──────── DOCUMENT TEXT
Once you are fully conscious, you should:
- ask if the planned outcome was achieved
- inform the medical staff about any problems
- ask what you can and cannot do
- ask all the questions you have for the healthcare professionals and members of the medical team.
- remember (and understand) why the surgery was performed, how it turned out, and what will follow
What are the postoperative risks or complications?
Common (10% of procedures of this type)
- Frequent voiding due to urinary urgency, sometimes with urine leakage. These symptoms are usually present already before the surgery
- Failure – severe incontinence persists Some women continue to suffer from mild incontinence
- Inability to completely empty the bladder, so there is a need to have a permanent catheter in the bladder, or you will have to use the catheter to empty your bladder several times a day (intermittent self-catheterisation)
- This problem ("hypercorrection") is usually solved after healing by cutting the tape and releasing the urethra
- Slow urine flow
- Recurrence of stress incontinence; this can happen several years after the tape is inserted, even if your symptoms were initially cured
- The procedure is performed exclusively under general anaesthesia. TOT can cause pain in the thighs or groin. This pain is manageable with commonly available painkillers in most cases. Exceptionally, stronger painkillers need to be used.
Occasional (2-10% of procedures of this type)
- Strong bleeding
- Injuries to surrounding tissues (e.g. bladder, rectum and blood vessels)
- Recurrent urinary tract infections, vaginal secretions and dyspareunia (pain during sexual intercourse)
Rare (2% of procedures of this type)
- Erosion or migration of the tape into the vagina, bladder or urethra (even several years after the surgery).
- MRSA colonisation (0.9% – 1 of 110)
- Intestinal infection by clostridium difficile (0.01% – 1 of 10,000)
- MRSA blood infection (0.02% – 1 of 5,000)
Hospital infection rates may be higher in high-risk patients, such as in cases requiring long-term drainage, after a previous infection, after prolonged hospitalisation or after multiple hospitalisations.
What should I expect when I return home?
When you are discharged from the hospital, you should:
- get recommendations on recovery at home
- ask when you can return to normal activities such as work, exercise, driving, housework and sexual intercourse
- get a contact number for further questions after returning home or in case of trouble
- ask about the date of the following check-ups and the place where you should come (hospital or your attending physician)
────────────────
──────── GIVEN DATA
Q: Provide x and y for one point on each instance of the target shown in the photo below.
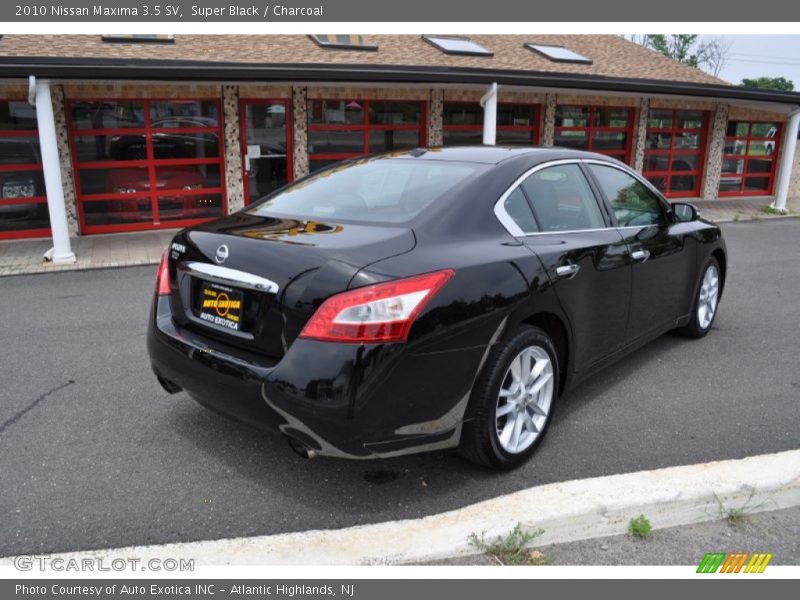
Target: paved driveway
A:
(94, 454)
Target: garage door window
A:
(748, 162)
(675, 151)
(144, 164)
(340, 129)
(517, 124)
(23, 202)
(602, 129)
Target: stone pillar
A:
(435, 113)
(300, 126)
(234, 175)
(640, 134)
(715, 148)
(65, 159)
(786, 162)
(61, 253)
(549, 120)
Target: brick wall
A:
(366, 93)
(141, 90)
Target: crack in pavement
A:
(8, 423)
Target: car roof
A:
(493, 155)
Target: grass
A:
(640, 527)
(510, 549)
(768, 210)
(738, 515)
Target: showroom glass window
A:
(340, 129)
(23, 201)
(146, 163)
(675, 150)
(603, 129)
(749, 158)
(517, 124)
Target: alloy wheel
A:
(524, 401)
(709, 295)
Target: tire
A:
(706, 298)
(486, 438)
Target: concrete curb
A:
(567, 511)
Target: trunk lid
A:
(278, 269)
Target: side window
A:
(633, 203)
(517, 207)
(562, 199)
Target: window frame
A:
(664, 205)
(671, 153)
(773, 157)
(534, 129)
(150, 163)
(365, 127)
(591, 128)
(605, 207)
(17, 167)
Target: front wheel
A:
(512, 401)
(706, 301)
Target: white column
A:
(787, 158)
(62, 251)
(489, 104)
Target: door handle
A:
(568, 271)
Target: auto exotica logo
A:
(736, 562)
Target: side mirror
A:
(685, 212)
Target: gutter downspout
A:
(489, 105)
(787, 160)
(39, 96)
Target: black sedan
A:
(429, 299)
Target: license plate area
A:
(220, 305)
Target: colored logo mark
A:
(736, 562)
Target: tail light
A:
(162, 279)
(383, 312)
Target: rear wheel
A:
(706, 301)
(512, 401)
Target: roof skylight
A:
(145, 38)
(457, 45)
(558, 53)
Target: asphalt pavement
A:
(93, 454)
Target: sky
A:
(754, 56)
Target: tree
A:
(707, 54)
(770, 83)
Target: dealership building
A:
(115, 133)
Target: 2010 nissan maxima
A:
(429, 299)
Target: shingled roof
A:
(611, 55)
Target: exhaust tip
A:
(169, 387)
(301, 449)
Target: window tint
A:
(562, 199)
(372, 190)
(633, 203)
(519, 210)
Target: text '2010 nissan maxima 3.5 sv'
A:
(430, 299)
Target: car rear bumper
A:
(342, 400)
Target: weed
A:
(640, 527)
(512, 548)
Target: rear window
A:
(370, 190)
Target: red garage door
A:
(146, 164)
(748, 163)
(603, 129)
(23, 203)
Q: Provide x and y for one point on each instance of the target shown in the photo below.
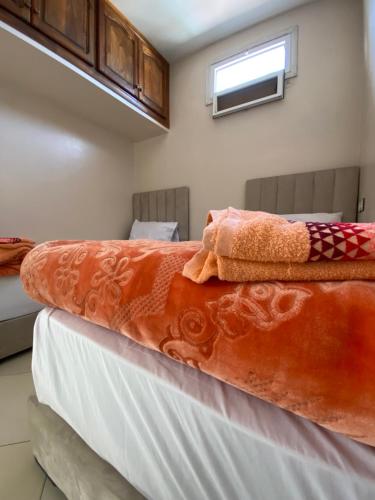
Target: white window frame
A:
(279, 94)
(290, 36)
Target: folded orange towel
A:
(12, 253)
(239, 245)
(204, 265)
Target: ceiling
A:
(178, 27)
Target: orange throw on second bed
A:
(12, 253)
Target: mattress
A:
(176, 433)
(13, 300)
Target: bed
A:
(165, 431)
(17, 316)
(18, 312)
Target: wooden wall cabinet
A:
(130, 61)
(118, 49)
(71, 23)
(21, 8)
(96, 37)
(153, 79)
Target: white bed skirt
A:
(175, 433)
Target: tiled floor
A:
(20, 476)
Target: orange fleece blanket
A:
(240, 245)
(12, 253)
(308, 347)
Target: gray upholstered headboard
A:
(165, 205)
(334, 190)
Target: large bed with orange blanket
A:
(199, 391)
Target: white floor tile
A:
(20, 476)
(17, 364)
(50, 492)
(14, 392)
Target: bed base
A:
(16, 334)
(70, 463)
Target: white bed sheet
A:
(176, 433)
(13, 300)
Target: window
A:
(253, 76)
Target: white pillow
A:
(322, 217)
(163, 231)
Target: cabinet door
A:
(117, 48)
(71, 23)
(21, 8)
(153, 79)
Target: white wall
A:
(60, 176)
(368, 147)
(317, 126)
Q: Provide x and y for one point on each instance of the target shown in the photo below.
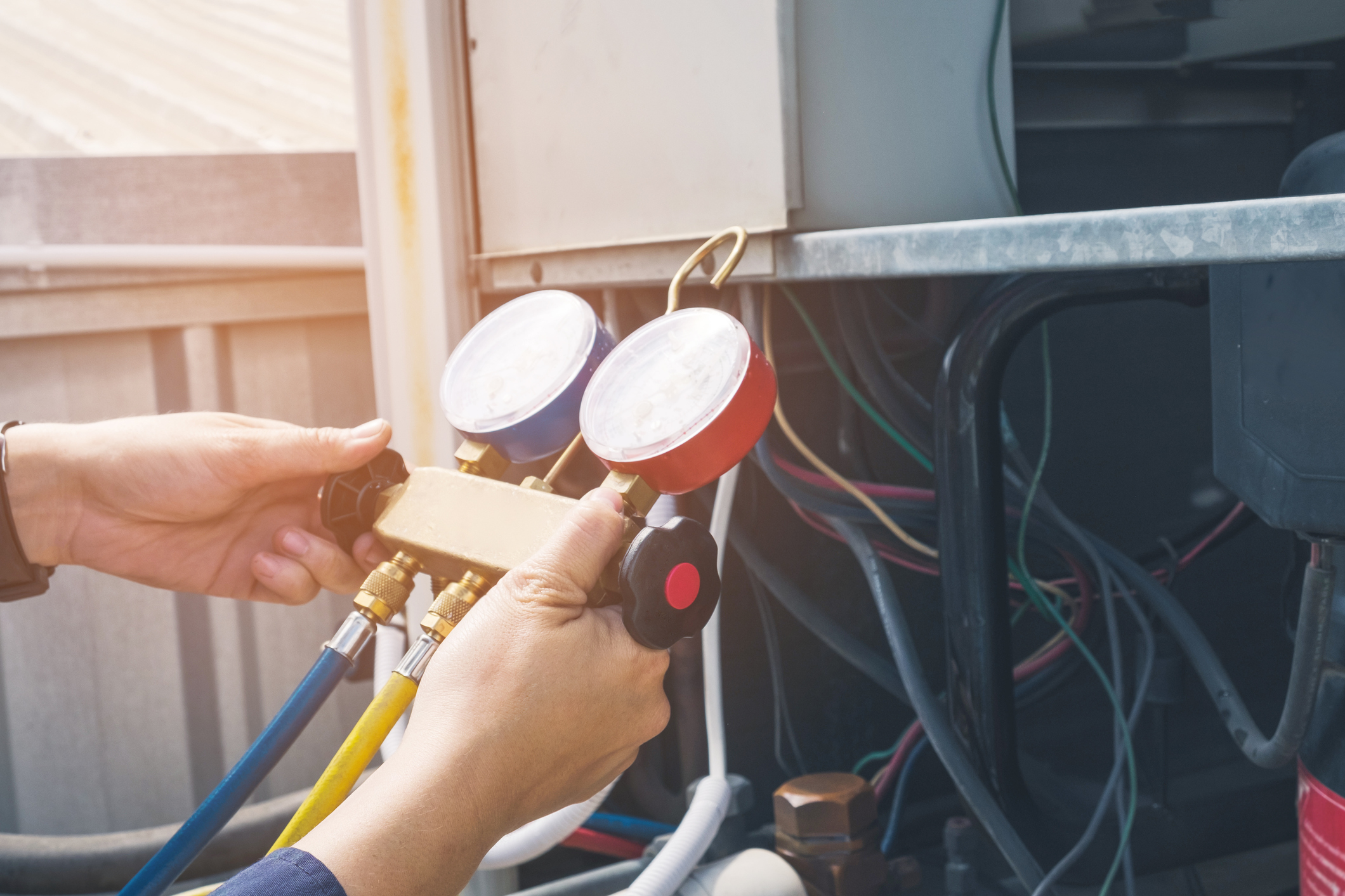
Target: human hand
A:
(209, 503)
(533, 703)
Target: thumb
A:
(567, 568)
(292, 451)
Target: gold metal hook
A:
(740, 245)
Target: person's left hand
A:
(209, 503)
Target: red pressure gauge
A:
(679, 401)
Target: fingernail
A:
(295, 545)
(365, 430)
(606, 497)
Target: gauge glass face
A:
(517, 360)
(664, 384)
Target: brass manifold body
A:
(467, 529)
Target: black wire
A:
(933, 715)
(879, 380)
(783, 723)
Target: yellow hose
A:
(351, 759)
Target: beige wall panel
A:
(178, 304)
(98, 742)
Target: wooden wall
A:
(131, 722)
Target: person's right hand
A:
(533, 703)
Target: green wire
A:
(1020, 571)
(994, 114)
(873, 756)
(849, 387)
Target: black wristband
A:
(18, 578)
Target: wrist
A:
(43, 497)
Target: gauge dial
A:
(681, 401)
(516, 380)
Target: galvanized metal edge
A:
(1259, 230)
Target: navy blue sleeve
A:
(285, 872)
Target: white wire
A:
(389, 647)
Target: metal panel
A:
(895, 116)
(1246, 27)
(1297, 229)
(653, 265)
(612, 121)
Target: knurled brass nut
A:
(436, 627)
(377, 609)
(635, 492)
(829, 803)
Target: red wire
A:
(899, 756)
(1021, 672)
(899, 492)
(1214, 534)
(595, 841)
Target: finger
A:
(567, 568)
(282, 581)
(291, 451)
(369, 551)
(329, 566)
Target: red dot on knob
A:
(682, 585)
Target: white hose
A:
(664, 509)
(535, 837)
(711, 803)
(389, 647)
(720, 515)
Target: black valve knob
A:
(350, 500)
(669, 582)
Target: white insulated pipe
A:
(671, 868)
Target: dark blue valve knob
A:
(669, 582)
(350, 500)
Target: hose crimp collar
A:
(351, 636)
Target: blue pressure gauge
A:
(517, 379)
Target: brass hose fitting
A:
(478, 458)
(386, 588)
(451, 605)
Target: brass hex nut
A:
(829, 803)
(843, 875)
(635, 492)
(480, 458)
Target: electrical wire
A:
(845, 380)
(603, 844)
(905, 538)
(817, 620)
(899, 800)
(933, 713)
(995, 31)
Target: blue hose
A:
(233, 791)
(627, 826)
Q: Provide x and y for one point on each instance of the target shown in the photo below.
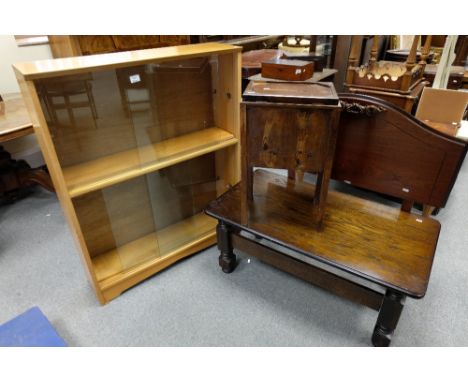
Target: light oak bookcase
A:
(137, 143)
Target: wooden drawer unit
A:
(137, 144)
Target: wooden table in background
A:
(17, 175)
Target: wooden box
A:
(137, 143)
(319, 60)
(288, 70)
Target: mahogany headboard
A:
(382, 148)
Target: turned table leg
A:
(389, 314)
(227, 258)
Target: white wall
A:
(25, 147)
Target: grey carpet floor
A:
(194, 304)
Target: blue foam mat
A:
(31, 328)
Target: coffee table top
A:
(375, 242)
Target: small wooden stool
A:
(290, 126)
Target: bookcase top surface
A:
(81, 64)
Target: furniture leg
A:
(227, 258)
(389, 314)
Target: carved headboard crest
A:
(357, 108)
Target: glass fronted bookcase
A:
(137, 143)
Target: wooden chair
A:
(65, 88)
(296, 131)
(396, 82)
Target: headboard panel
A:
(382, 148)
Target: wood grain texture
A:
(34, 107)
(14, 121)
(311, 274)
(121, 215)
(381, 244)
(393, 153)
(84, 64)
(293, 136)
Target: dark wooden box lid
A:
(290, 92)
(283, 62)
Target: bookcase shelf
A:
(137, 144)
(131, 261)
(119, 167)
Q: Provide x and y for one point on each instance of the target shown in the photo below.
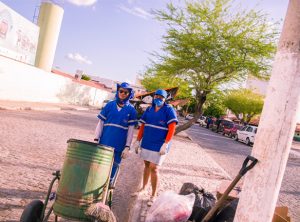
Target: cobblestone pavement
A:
────────────────
> [WHAT TO WORK ON]:
• a. According to the patient information on incontinence surgery, what kind of anaesthesia is the procedure performed under?
• b. List every complication that the patient information on incontinence surgery classes as rare.
• c. Transcribe the part of the patient information on incontinence surgery that opens with the words "- MRSA blood" and closes with "your attending physician)".

> [ANSWERS FOR THIS EXERCISE]:
• a. It is performed exclusively under general anaesthesia.

• b.
- Erosion or migration of the tape into the vagina, bladder or urethra (even several years after the surgery)
- MRSA colonisation (0.9% – 1 of 110)
- Intestinal infection by clostridium difficile (0.01% – 1 of 10,000)
- MRSA blood infection (0.02% – 1 of 5,000)

• c.
- MRSA blood infection (0.02% – 1 of 5,000)
Hospital infection rates may be higher in high-risk patients, such as in cases requiring long-term drainage, after a previous infection, after prolonged hospitalisation or after multiple hospitalisations.
What should I expect when I return home?
When you are discharged from the hospital, you should:
- get recommendations on recovery at home
- ask when you can return to normal activities such as work, exercise, driving, housework and sexual intercourse
- get a contact number for further questions after returning home or in case of trouble
- ask about the date of the following check-ups and the place where you should come (hospital or your attending physician)